Fiquei fora do ar por uns dias e ainda teclo daqui. Retorno amanhã. Foi uma viagem de vários dias com meu irmão mas, como sabem, passei um dia inteiro em Glashutte. Antes que perguntem: "Flávio, quando sai um texto nos moldes daquele que fez da Suíça?". A resposta é: se para escrever aquele (pesquisa) demorei 15 dias, e já sabia toda a história, imaginem partir do zero? Acho que irei demorar um mês para escrever algo, mas sai, agurdem, vou tentar resumir TODA a indústria em um texto gigante.
No geral, foi muito legal. Glashutte é uma cidadezinha minúscula, lembrou-me muito Le Brassus na Suíça. Os caras da Glashutte foram FODAS, é o mínimo que posso dizer. O René, relações públicas da empresa, natural de Dresden, morador de lá desde os tempos da cortina de ferro (cara novo, deve ter seus 35 anos NO MÁXIMO! Ouve até Death Metal!

→ MATERIAL

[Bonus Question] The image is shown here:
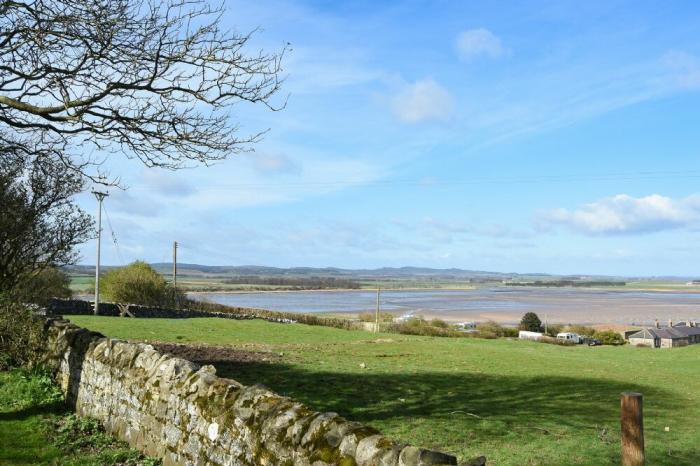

→ TAREFAS A REALIZAR
• A. No relato sobre Glashutte, de qual lugar a cidadezinha fez lembrar?
• B. Por favor, transcreva do relato sobre Glashutte tudo desde "No geral, foi" até "até Death Metal!".
• C. Liste todos os nomes de lugares mencionados no relato sobre Glashutte.

→ RESPOSTAS CORRETAS
• A. Le Brassus, na Suíça.

• B.
No geral, foi muito legal. Glashutte é uma cidadezinha minúscula, lembrou-me muito Le Brassus na Suíça. Os caras da Glashutte foram FODAS, é o mínimo que posso dizer. O René, relações públicas da empresa, natural de Dresden, morador de lá desde os tempos da cortina de ferro (cara novo, deve ter seus 35 anos NO MÁXIMO! Ouve até Death Metal!

• C. Glashutte, Suíça, Le Brassus, Dresden